__Problem to work on__: Show every line of the material that contains the string "necktie". Case counts.

__Data lines__:
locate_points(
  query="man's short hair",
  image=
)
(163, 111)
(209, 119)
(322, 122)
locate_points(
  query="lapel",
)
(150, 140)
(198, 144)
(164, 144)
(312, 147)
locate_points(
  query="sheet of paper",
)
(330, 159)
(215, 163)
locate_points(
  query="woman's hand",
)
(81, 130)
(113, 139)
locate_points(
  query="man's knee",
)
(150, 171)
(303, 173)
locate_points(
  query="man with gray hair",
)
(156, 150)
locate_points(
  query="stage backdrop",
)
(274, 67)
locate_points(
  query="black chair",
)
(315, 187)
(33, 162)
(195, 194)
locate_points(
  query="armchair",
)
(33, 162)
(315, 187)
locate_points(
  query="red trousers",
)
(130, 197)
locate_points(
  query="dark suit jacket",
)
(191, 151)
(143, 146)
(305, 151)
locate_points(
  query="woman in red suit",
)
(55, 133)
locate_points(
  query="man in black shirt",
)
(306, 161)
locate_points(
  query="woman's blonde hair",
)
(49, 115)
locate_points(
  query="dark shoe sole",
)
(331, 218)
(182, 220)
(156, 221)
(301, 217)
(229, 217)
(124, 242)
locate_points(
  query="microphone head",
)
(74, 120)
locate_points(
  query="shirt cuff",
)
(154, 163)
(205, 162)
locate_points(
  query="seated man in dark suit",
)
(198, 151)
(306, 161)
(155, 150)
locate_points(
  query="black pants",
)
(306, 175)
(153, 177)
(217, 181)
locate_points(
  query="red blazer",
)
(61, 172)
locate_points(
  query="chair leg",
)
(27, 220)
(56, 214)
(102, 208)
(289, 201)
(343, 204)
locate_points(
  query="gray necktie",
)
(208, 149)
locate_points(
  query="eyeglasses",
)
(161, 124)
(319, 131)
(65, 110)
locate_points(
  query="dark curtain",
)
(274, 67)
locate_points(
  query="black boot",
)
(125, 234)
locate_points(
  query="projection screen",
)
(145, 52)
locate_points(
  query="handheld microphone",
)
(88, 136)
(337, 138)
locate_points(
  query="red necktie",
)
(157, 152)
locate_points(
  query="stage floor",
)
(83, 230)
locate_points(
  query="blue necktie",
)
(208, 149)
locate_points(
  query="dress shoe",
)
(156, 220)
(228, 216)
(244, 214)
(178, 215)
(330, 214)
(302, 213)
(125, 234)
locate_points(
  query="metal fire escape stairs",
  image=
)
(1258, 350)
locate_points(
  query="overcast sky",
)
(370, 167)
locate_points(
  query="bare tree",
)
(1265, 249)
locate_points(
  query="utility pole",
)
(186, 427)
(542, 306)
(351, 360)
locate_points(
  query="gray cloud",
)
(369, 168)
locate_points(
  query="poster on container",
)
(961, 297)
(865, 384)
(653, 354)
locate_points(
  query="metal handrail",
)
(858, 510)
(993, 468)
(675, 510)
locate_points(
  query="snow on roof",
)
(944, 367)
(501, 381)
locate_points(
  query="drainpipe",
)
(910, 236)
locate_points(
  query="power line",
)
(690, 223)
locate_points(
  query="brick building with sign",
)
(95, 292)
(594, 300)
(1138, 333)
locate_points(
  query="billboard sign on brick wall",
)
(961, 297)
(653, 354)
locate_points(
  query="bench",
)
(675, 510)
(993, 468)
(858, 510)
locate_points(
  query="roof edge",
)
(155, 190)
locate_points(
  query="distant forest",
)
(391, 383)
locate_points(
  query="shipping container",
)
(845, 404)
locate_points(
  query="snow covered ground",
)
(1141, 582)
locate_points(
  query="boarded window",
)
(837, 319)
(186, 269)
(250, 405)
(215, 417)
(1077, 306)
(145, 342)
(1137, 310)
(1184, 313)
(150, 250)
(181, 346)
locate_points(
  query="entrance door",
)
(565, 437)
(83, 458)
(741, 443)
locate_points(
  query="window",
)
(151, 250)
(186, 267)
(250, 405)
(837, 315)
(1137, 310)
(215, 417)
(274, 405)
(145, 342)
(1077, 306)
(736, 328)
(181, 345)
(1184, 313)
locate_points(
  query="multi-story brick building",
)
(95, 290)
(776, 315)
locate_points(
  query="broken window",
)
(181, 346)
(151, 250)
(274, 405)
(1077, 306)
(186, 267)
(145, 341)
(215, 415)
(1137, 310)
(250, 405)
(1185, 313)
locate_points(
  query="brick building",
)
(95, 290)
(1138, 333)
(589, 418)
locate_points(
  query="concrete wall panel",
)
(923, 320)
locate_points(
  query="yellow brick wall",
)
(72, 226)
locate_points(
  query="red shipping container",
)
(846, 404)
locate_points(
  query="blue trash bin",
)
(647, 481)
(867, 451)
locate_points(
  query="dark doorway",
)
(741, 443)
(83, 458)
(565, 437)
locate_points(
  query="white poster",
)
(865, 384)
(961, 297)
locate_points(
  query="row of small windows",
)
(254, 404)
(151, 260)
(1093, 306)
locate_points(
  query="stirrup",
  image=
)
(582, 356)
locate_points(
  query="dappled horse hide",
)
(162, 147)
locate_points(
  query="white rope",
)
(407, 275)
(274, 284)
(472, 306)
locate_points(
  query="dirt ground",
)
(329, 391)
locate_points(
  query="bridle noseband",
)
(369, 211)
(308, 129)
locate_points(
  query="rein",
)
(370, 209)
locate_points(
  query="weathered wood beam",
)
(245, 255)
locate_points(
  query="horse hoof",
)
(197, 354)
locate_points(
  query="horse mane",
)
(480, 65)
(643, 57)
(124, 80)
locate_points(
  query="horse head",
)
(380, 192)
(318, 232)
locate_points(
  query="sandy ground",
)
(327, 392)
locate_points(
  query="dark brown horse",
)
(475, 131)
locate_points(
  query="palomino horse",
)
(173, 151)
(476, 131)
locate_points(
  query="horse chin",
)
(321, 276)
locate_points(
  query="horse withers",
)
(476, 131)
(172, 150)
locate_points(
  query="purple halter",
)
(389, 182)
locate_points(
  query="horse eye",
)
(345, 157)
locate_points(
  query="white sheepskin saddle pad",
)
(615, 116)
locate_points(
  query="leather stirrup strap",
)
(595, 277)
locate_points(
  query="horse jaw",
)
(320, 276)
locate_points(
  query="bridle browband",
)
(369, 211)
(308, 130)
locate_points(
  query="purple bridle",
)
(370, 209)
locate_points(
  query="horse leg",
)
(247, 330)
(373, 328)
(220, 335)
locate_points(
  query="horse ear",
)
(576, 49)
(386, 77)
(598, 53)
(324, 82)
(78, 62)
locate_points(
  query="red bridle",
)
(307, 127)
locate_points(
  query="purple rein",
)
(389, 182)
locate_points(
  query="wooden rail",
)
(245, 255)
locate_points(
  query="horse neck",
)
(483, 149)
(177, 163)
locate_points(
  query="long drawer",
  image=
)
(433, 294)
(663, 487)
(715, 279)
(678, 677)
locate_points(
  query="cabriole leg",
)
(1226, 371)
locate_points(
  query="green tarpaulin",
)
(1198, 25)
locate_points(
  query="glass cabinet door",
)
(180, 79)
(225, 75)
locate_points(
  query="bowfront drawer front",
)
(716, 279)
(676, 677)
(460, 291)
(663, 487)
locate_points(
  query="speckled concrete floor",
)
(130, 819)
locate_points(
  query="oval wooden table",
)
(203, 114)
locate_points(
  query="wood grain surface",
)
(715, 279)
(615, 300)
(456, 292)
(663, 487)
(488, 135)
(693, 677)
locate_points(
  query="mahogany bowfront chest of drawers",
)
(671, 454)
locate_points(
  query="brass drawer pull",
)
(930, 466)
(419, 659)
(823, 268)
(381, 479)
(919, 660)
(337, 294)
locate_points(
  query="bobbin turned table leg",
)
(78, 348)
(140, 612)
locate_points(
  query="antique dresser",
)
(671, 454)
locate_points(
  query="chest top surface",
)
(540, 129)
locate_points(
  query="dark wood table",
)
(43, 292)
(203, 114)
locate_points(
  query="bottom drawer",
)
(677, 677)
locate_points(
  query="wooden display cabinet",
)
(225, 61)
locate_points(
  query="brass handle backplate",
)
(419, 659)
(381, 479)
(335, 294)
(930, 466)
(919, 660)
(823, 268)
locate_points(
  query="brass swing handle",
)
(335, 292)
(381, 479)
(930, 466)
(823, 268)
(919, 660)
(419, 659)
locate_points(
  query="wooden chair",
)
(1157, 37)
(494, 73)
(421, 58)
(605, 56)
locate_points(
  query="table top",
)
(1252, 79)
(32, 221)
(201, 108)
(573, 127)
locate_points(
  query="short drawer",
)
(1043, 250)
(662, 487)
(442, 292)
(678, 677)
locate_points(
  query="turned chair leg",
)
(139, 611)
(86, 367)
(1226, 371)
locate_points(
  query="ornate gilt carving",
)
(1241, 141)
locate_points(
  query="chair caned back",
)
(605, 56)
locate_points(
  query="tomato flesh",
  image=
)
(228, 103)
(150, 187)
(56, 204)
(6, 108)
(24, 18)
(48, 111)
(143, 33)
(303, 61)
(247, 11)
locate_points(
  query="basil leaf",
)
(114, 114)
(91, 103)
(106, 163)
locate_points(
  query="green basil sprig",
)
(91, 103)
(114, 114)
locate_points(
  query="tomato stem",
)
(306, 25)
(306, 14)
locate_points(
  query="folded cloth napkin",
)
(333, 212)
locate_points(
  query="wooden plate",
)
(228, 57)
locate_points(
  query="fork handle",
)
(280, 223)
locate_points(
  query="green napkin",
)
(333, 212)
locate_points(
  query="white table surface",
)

__Completed exercise__:
  query="gray necktie",
  query="red necktie",
  query="blue necktie",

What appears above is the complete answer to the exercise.